ABOUT THIS EXERCISE
Carry on the text about the epidemiology of equine piroplasmosis, starting after its last sentence.

SELECTED EXCERPT
==================================================
Epidemiology of Equine Piroplasmosis

The epidemiology of babesiosis is also known as piroplasmosis. The incidence of equine babesiosis is closely related to the tick species, geographical distribution, and the seasonal activity responsible for its transmission. B caballi is found in Asia, Africa, America, Southern Europe, and Russia. B equi is prevalent worldwide, including in South Asian countries.

In areas with high transmission rates, the immune status of the horse population is maintained at a high level, and the incidence of the disease is low. The disease will, however, be inevitable in animals introduced from a non-infected region. A zone of endemic instability occurs if the number of infected ticks is insufficient. It ensures immunity in a high proportion of the animals at risk. In these circumstances, babesiosis will occur sporadically at the time of year when ticks are active. A new endemic focus is likely to be formed when an infected horse is moved into a locality with a “clean” tick population.
==================================================
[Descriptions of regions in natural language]
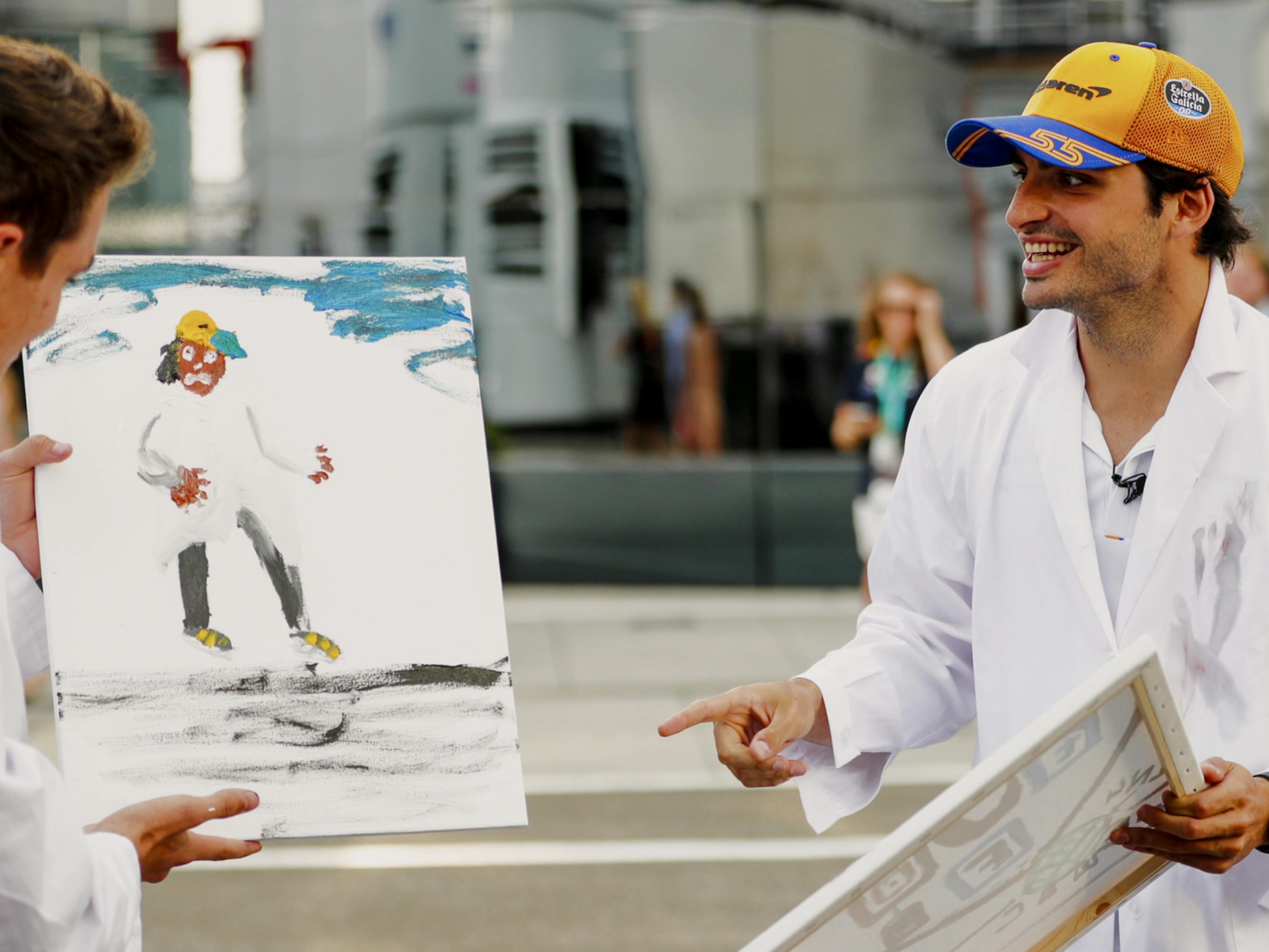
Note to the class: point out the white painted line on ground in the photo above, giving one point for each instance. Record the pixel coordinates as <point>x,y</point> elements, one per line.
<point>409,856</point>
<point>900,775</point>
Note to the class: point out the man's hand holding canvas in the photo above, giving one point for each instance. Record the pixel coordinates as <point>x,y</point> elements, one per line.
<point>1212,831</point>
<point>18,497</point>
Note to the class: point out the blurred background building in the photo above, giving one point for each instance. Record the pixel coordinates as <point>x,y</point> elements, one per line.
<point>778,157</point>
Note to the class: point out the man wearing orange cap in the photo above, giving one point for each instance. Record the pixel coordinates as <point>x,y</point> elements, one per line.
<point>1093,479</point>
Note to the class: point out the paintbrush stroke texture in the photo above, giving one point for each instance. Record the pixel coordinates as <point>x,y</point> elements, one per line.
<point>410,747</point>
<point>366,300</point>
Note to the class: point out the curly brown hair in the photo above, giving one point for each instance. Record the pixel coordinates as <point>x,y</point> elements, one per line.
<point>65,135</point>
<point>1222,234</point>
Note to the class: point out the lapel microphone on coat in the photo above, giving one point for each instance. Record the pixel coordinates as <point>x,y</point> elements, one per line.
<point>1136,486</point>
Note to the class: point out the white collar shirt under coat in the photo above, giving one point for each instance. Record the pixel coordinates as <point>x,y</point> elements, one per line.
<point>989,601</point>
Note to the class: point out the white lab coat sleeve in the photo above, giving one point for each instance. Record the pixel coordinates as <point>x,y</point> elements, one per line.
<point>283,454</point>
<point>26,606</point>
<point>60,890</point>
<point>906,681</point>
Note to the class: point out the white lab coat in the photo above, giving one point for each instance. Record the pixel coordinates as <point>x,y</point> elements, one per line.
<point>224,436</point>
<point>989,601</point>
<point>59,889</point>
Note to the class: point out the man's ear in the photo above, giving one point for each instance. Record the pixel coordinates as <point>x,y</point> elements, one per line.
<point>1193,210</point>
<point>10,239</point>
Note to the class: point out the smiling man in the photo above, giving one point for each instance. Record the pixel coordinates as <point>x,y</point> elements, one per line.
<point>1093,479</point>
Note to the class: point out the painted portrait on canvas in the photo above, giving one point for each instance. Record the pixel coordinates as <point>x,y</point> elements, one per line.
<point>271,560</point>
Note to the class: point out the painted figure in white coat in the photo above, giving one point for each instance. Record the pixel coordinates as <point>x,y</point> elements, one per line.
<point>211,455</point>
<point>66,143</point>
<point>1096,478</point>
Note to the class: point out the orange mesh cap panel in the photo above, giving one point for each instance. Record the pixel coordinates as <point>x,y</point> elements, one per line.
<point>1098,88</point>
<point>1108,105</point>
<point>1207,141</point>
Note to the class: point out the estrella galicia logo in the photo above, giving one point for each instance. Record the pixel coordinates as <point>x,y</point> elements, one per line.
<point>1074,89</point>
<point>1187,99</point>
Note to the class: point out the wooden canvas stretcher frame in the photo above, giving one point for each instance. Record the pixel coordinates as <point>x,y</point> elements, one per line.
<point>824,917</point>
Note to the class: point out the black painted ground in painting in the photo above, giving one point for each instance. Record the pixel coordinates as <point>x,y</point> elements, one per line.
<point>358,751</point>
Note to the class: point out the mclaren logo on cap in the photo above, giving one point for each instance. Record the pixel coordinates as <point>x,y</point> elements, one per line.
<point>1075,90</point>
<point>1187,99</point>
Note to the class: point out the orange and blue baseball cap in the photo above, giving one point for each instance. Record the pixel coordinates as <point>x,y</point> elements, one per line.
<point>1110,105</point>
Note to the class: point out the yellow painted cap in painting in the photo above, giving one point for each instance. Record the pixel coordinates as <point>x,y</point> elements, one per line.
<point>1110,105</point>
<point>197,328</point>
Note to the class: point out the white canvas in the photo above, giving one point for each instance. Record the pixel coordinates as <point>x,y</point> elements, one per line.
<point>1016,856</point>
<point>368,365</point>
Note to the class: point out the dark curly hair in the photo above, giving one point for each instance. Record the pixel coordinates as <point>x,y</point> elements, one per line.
==================================================
RESPONSE BOX
Pathogenesis of Babesiosis in Horses

B equi is more pathogenic than B caballi. An incubation period of 6-7 days and 10-21 days has been recorded for B caballi and B equi infections, respectively. The exact mechanism of pathogenesis in equine babesiosis is not entirely known; still, sludging of blood in capillaries of various organs is mainly responsible for pathogenesis in peracute infections.

In acute infection, there is large-scale destruction of erythrocytes resulting in anemia. In addition, intravascular hemolysis, indiscriminate phagocytosis of infected or non-infected erythrocytes by activated macrophage system also contribute to anemia in babesiosis—intravascular hemolysis results in marked hyperbilirubinemia and jaundice. There is leukocytosis with neutrophilia. 

Clinical Signs of Equine Piroplasmosis

Equine babesiosis can occur in acute, subacute, and chronic forms. The peracute form of the disease is rare in which the animals die within 24 hours of the onset of clinical signs. The significant symptoms with B caballi are:

• High fever 106°F.
• Anemia.
• Icterus or jaundice.
• Highly colored urine (hemoglobinuria).
• Gastroenteritis.
• Paralysis of hindquarters.

Hemoglobinuria is more common in infection with B equi. The animal exhibits colicy symptoms, pawing, high fever, incoordinate gait, and circling movements.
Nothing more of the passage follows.